» Dataset entries
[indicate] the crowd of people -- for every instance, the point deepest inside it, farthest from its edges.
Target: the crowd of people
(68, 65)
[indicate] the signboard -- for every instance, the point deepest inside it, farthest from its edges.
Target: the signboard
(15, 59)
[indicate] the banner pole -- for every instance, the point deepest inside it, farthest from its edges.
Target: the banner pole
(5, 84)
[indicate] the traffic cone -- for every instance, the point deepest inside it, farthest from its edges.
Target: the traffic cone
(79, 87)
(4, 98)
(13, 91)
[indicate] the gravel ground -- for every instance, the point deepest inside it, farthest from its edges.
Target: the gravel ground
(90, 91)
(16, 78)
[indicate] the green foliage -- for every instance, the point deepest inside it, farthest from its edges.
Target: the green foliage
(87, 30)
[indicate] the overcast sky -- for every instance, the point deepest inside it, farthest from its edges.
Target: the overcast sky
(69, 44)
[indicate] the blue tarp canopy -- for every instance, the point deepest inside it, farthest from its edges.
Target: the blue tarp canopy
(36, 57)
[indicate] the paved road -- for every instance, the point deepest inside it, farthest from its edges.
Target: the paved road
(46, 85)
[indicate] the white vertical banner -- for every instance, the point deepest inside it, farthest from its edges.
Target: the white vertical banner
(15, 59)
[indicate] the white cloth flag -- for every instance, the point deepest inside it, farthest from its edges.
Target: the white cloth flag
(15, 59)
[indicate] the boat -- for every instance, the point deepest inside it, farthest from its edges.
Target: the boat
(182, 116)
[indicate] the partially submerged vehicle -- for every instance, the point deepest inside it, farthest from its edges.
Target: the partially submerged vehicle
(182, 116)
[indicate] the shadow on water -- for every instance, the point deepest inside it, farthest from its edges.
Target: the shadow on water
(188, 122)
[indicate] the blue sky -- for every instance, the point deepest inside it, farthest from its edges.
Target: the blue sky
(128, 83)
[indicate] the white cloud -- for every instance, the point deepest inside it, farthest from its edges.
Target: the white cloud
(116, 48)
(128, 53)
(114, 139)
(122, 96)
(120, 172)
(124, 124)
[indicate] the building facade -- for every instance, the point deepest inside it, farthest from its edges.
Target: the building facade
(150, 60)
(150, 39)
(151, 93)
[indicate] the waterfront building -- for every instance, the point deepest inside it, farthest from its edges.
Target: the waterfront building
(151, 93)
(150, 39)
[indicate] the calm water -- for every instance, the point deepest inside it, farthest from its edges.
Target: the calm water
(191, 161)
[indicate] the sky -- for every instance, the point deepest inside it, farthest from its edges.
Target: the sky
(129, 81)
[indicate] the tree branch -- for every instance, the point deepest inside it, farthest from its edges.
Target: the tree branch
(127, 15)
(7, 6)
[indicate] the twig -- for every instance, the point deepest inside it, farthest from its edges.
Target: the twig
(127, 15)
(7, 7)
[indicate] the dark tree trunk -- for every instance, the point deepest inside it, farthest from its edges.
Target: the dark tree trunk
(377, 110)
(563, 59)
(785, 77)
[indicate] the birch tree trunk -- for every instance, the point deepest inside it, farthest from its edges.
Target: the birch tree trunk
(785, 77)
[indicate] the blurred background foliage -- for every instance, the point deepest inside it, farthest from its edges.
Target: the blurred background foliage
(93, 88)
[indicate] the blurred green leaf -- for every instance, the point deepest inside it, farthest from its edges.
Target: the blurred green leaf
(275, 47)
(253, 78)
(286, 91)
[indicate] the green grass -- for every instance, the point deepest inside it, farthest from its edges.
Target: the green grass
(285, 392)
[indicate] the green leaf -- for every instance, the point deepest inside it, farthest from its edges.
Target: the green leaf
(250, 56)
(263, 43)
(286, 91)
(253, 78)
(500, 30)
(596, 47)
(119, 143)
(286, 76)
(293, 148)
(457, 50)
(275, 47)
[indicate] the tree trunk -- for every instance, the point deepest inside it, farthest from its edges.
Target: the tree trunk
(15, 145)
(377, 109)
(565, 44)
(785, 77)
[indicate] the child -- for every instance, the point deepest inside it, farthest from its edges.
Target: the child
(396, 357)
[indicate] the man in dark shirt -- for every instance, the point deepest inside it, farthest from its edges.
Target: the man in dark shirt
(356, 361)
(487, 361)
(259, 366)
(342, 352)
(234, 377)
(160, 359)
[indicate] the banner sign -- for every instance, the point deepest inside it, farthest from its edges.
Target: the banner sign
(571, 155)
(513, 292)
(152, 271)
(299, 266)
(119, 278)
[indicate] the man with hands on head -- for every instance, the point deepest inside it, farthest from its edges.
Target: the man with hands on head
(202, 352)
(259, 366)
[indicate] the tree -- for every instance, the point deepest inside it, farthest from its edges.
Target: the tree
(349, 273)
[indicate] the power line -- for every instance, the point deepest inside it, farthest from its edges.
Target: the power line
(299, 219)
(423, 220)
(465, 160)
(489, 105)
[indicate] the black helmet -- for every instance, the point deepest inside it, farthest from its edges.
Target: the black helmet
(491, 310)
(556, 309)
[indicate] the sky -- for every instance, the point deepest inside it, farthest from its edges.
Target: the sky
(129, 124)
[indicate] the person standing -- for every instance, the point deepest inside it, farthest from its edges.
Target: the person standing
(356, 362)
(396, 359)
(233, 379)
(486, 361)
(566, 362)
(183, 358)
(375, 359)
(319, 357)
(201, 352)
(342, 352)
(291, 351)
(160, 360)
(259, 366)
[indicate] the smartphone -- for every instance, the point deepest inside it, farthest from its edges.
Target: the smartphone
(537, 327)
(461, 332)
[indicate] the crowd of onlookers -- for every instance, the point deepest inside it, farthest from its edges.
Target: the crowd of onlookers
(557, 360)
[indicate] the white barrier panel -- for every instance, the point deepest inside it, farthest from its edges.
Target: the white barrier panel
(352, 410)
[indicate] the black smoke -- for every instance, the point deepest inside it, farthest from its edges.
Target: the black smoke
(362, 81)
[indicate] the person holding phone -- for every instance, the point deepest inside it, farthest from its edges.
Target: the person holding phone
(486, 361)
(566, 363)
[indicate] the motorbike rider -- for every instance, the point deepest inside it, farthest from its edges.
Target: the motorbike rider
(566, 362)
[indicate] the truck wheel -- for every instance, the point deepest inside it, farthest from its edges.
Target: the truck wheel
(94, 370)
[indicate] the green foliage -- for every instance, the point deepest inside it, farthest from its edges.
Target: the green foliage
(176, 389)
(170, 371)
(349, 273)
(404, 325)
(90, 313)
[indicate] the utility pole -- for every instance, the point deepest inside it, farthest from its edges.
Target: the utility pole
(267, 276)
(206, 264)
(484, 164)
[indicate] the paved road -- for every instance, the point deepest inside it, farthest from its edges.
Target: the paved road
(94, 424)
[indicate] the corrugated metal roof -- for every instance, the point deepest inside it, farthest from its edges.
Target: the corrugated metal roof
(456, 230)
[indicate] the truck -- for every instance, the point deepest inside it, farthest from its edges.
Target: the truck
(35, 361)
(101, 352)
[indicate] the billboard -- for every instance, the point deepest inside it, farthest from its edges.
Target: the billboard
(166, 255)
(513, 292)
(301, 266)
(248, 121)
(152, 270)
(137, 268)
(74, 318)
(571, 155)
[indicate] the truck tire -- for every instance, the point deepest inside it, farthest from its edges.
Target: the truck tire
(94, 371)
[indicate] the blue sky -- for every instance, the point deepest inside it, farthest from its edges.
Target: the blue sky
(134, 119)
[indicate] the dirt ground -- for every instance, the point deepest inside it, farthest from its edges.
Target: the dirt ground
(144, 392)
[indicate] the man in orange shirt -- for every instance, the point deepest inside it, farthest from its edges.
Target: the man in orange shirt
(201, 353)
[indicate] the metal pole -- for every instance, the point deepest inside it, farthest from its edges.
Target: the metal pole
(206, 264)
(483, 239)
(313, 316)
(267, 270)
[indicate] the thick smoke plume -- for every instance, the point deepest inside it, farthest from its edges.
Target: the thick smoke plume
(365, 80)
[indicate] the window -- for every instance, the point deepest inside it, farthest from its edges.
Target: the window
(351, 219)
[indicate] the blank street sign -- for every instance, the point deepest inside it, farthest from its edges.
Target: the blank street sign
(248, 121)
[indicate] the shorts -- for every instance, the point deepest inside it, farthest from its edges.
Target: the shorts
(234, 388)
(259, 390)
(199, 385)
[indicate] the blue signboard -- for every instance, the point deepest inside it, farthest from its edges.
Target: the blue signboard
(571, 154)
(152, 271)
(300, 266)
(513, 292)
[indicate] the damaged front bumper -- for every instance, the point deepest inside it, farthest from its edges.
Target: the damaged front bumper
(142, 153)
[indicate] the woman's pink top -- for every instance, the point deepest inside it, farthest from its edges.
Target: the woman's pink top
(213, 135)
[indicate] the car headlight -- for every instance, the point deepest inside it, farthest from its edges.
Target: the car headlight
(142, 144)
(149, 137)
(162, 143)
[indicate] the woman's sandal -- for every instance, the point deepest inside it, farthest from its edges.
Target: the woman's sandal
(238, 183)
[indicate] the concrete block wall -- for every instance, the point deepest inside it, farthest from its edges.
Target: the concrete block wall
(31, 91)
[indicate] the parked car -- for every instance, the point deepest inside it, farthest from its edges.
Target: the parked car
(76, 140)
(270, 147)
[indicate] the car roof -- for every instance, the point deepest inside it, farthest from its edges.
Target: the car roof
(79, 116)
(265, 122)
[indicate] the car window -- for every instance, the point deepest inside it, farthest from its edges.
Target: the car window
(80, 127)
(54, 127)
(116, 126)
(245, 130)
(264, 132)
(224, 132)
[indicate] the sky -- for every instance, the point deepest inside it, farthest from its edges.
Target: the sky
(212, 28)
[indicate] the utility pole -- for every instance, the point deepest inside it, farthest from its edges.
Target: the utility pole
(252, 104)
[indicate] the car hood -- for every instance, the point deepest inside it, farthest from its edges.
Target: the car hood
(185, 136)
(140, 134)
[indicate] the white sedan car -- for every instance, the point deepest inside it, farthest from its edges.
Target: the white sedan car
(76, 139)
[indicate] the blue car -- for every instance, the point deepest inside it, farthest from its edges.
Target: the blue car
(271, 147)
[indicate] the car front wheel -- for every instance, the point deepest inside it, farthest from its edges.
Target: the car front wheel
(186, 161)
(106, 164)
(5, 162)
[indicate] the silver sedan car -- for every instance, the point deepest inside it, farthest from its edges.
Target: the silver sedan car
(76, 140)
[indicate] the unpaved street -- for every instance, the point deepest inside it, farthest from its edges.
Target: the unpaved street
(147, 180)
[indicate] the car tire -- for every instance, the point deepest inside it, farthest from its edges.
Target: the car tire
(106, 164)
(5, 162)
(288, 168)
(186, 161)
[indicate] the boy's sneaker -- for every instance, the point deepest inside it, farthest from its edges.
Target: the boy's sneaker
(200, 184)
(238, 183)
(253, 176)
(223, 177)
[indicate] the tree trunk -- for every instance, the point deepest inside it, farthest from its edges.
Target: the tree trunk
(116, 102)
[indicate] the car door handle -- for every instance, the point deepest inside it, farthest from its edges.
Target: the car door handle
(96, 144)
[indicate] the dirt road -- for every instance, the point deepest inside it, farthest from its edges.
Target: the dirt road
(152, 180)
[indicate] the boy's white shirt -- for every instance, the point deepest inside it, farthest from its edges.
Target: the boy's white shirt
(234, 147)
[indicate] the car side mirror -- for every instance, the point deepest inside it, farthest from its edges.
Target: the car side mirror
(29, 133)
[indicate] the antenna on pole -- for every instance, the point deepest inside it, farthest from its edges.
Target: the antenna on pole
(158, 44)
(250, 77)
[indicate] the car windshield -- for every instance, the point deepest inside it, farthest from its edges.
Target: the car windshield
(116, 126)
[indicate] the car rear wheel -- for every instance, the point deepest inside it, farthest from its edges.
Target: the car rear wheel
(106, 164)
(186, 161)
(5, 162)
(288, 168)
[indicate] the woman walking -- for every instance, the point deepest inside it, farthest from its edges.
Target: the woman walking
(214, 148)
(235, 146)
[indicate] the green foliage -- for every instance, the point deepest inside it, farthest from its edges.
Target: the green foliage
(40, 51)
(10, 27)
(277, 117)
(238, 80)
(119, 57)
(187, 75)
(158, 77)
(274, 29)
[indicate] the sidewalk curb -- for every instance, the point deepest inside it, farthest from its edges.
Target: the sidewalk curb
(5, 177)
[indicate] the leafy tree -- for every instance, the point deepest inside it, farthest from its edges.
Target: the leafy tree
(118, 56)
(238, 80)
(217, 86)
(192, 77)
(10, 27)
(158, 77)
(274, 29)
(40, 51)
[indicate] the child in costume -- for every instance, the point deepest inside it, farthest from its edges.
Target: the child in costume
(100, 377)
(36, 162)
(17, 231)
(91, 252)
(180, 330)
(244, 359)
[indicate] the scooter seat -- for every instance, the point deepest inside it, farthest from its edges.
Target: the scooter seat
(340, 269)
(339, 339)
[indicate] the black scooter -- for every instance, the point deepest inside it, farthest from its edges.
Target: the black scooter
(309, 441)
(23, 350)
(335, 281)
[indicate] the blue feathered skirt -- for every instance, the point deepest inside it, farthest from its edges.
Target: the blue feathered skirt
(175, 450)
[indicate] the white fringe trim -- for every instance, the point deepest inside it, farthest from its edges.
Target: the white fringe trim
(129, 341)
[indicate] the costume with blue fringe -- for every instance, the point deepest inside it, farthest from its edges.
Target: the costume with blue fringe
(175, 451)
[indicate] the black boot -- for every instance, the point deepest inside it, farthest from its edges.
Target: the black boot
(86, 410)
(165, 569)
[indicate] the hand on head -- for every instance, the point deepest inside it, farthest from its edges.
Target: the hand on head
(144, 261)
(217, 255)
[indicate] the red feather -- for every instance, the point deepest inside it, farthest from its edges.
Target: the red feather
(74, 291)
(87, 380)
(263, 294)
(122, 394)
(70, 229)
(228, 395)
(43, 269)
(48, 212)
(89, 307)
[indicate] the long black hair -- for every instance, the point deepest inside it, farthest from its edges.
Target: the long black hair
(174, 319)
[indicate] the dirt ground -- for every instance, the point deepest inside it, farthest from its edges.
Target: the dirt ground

» Task instructions
What are the lines above, starting at the one with "Target: the twig" and ending at the one with "[indicate] the blurred green"? Give them again exactly, and only them.

» Response box
Target: the twig
(127, 15)
(7, 7)
[indicate] the dark tree trunk -- for every instance, the point deepest inside it, farthest from its edges.
Target: the dark tree trunk
(377, 110)
(563, 59)
(785, 77)
[indicate] the birch tree trunk -- for every instance, the point deepest inside it, farthest from its edges.
Target: the birch tree trunk
(785, 77)
[indicate] the blurred background foliage -- for every instance, the point deepest inside it, farthest from its edges.
Target: the blurred background foliage
(93, 88)
[indicate] the blurred green leaf -- for every instance, the point deepest inside it, farthest from its edges.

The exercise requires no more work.